(Spatial localization data)
-------

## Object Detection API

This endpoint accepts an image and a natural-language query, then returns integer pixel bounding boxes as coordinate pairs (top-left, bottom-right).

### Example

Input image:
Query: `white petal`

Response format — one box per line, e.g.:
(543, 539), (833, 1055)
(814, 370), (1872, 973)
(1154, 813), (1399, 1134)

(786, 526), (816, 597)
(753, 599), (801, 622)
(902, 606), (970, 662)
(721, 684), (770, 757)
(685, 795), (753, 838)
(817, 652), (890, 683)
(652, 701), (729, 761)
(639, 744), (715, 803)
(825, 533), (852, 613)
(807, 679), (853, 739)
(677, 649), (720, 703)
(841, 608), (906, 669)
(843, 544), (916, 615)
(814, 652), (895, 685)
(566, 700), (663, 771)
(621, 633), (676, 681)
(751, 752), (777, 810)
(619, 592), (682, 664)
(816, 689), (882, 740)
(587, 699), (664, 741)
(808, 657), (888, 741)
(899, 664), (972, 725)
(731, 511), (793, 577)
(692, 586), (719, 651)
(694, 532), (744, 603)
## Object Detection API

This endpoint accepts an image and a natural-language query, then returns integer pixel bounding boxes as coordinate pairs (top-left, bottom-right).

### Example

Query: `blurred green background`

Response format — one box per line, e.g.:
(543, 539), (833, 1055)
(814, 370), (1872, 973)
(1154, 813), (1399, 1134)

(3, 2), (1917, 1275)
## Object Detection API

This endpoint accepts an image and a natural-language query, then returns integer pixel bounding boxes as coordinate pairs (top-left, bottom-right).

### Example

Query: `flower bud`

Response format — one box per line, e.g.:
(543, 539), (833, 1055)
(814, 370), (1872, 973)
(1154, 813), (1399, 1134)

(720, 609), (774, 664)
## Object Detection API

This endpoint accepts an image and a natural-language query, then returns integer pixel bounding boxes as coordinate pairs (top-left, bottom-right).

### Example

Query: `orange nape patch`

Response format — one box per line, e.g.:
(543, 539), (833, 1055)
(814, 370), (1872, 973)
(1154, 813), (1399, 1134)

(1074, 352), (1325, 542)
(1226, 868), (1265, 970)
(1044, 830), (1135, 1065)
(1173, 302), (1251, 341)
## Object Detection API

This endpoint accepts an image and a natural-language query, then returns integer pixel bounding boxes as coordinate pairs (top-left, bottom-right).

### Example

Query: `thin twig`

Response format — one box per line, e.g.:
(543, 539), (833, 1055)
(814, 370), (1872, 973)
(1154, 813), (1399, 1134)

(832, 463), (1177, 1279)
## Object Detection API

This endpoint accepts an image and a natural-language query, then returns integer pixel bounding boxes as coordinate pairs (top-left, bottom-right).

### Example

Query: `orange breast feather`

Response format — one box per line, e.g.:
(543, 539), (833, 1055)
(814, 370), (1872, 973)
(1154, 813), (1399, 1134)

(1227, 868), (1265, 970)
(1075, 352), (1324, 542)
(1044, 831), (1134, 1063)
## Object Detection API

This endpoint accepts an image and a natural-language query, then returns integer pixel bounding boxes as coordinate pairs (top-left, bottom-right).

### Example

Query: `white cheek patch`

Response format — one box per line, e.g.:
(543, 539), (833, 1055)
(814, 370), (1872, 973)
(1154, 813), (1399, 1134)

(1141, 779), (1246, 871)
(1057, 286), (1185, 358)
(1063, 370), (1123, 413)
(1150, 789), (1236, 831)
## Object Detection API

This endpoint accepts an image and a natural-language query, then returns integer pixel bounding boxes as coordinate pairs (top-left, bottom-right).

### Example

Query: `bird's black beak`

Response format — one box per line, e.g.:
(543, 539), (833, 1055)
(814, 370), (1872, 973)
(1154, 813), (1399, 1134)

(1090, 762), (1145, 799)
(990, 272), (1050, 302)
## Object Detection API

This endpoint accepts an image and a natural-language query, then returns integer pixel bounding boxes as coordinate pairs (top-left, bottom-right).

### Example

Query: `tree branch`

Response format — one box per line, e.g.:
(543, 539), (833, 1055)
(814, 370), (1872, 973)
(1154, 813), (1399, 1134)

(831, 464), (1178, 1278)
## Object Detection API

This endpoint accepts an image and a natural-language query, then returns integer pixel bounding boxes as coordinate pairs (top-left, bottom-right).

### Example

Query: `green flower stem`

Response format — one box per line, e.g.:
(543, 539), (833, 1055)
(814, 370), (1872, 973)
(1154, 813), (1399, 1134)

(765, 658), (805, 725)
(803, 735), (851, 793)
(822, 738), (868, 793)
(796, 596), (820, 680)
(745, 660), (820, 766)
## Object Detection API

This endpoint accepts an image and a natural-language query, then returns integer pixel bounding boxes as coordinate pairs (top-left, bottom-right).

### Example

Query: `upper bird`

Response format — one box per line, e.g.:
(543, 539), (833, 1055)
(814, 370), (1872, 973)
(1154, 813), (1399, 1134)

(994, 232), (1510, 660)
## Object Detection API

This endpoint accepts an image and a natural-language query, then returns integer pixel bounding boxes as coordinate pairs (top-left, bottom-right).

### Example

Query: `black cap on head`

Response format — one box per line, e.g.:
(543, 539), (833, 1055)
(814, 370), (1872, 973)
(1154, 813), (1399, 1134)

-------

Your answer should consist of every entry, repeated exactly.

## Object Detection API

This endpoint accepts an image and a natural-language query, then returns integer pixel bounding boxes as coordinate pairs (top-left, bottom-right).

### Example

Input image:
Query: `white petal`

Response format — one box per line, e.g.:
(543, 539), (833, 1055)
(814, 370), (1872, 973)
(1154, 813), (1399, 1134)

(786, 526), (816, 597)
(753, 599), (801, 622)
(902, 606), (970, 662)
(721, 684), (770, 757)
(685, 795), (753, 838)
(817, 652), (890, 683)
(652, 701), (729, 761)
(639, 744), (715, 803)
(825, 533), (852, 613)
(807, 679), (853, 739)
(677, 649), (720, 703)
(841, 608), (906, 669)
(843, 544), (916, 615)
(814, 652), (895, 685)
(566, 700), (663, 771)
(621, 633), (676, 681)
(751, 752), (777, 810)
(619, 592), (682, 664)
(816, 689), (882, 740)
(587, 699), (664, 741)
(808, 657), (888, 741)
(899, 664), (972, 725)
(731, 511), (793, 577)
(692, 586), (719, 651)
(694, 532), (744, 603)
## Object Detection API

This endpoint accepts an image and a natural-language query, then returns integer pixel bounding boxes as coordinate pairs (top-left, bottom-right).

### Example

Query: `blurred green background`

Response format — one box per line, e.g.:
(543, 539), (833, 1055)
(814, 370), (1872, 973)
(1154, 813), (1399, 1134)

(3, 2), (1917, 1275)
## Object Detection API

This endpoint accepts an image and a natural-language query, then returns integer pixel bounding boxes as coordinate pairs (top-left, bottom-right).

### Example

Query: `flower bud`

Response format — one box per line, e.g.:
(543, 539), (833, 1055)
(814, 370), (1872, 973)
(1154, 813), (1399, 1134)

(720, 609), (774, 664)
## Object Detection API

This endpoint accepts an image and a natural-language query, then returns integer pixel bounding boxes as coordinate pairs (top-left, bottom-right).

### Example

Query: `orange nape patch`

Response format — one box per line, e.g.:
(543, 539), (833, 1055)
(814, 370), (1872, 973)
(1154, 813), (1399, 1134)

(1074, 352), (1325, 542)
(1226, 868), (1265, 970)
(1044, 830), (1135, 1065)
(1173, 302), (1251, 341)
## Object Detection API

This endpoint accepts an image and a natural-language query, then returns integer pixel bounding boxes as coordinate pairs (top-left, bottom-right).

### Example

Query: `thin twig`

Response format — one box per line, e.g.:
(543, 539), (833, 1055)
(814, 370), (1872, 973)
(1154, 813), (1399, 1134)

(832, 463), (1177, 1279)
## Object Detection API

This endpoint accepts an image and a natural-language query, then returns integer pixel bounding boxes as coordinate pairs (top-left, bottom-right).

### Example

Query: `orange breast feather`

Response format — one box per line, e.g.:
(543, 539), (833, 1055)
(814, 370), (1872, 973)
(1154, 813), (1399, 1134)

(1227, 868), (1265, 970)
(1075, 352), (1324, 542)
(1044, 831), (1134, 1063)
## Object Detection API

This endpoint accepts an image and a natural-language query, then returns integer pixel bounding boxes as coordinate pairs (top-left, bottom-right).

### Example

Query: `white cheek patch`

Response format — one box per line, e.g.:
(543, 539), (833, 1055)
(814, 370), (1872, 973)
(1154, 813), (1399, 1134)

(1141, 779), (1246, 871)
(1057, 286), (1185, 358)
(1063, 370), (1123, 413)
(1150, 789), (1236, 831)
## Object Detection API

This endpoint accepts an image and a natural-language query, then returns integer pixel bounding boxes as coordinate pairs (top-left, bottom-right).

### Example

Query: `bird's black beak`

Response format — one box per line, e.g.:
(543, 539), (833, 1055)
(814, 370), (1872, 973)
(1154, 813), (1399, 1134)

(1090, 762), (1145, 799)
(990, 272), (1050, 302)
## Object Detection API

This endpoint accepts an image and a natural-language query, then returns integer pixel bounding boxes as coordinate pairs (top-left, bottom-right).

### Example

Query: `tree branch`

Response format — one box per line, e.g.:
(543, 539), (833, 1055)
(814, 370), (1872, 973)
(1154, 813), (1399, 1134)

(831, 464), (1178, 1278)
## Object Detection API

This endpoint accepts an image and a natural-language query, then returns integer pixel bounding boxes as coordinate pairs (top-left, bottom-right).

### Example

Query: `green flower stem`

Response format — one box per line, e.g.:
(543, 539), (833, 1055)
(814, 370), (1872, 973)
(1154, 813), (1399, 1134)

(765, 658), (805, 725)
(803, 735), (851, 793)
(822, 738), (868, 793)
(796, 596), (820, 680)
(745, 660), (820, 766)
## Object Detection API

This endpoint accepts an image and a natural-language query, then returns integer pixel bounding boxes as coordinate pairs (top-left, bottom-right).

### Example

Query: `upper bird`

Response format — one box per line, e.g.:
(543, 539), (833, 1055)
(814, 370), (1872, 973)
(1154, 813), (1399, 1134)

(994, 232), (1510, 660)
## Object Detection API

This endpoint accepts an image and a natural-language query, then returns integer pixel bounding boxes as coordinate pairs (top-left, bottom-right).

### Example

Query: `black cap on head`

Response format — one box per line, e.g.:
(543, 539), (833, 1055)
(814, 370), (1872, 973)
(1154, 813), (1399, 1134)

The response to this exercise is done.